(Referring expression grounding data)
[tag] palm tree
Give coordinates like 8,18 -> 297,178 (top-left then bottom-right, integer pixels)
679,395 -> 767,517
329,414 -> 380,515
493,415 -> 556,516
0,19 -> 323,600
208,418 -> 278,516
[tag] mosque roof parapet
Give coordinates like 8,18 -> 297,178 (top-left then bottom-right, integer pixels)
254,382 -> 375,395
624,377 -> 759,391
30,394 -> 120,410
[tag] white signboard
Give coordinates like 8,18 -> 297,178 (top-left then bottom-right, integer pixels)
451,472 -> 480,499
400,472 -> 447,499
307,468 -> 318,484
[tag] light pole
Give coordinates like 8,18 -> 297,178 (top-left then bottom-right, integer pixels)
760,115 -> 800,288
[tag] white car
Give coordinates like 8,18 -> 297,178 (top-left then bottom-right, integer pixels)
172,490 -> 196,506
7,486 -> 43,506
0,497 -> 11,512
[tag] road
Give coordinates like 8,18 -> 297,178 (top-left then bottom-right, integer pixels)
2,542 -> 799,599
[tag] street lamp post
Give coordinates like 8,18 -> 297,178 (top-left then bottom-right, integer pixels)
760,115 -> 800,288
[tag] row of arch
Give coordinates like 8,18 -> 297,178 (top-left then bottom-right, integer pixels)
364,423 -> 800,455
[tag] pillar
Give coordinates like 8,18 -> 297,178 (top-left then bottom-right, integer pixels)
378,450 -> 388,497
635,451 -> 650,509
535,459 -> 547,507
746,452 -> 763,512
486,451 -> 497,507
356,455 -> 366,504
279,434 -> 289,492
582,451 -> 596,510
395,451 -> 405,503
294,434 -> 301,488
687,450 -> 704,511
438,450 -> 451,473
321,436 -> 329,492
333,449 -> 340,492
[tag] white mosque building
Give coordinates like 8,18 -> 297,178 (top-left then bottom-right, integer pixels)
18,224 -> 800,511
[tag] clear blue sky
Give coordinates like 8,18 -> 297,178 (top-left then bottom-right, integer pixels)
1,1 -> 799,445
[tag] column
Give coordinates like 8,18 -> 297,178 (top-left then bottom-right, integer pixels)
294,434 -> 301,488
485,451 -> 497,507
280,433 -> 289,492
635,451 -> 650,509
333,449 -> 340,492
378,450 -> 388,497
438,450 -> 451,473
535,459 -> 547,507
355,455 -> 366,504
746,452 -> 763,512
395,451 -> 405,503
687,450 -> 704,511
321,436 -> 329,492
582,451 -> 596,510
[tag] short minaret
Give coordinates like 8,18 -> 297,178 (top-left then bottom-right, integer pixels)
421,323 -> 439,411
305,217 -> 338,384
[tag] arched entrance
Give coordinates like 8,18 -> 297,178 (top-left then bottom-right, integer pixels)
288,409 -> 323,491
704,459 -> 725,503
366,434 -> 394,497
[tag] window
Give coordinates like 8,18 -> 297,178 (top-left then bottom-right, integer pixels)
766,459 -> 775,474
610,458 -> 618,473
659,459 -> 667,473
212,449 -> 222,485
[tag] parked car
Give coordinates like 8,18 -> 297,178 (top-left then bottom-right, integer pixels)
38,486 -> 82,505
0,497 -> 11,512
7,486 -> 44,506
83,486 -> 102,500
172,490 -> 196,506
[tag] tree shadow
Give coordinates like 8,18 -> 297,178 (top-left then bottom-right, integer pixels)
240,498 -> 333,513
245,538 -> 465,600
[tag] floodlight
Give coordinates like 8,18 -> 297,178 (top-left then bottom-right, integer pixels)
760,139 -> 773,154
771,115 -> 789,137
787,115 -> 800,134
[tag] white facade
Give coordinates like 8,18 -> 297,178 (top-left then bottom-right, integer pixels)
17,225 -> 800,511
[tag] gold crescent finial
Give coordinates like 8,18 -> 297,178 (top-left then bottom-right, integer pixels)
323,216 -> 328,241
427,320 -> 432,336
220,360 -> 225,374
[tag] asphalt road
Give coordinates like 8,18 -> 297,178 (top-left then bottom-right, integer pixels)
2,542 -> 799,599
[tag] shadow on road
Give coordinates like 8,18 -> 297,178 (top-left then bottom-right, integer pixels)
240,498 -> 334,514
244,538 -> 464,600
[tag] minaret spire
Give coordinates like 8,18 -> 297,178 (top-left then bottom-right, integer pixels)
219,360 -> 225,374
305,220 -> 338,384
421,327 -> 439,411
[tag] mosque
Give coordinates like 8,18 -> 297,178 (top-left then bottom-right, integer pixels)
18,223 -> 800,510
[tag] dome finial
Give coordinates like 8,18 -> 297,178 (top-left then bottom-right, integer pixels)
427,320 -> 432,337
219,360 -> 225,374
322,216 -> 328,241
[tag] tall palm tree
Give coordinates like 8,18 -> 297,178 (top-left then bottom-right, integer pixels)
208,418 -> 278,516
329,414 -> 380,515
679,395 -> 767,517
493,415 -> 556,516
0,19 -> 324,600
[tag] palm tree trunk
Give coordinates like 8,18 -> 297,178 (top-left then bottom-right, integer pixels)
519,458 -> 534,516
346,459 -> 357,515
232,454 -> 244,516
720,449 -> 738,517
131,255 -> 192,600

> _What is being asked_
Search the entries above for the string "road". Copy each line in which it appears.

> _Task answer_
[tag] road
[tag] asphalt road
[tag] shadow on road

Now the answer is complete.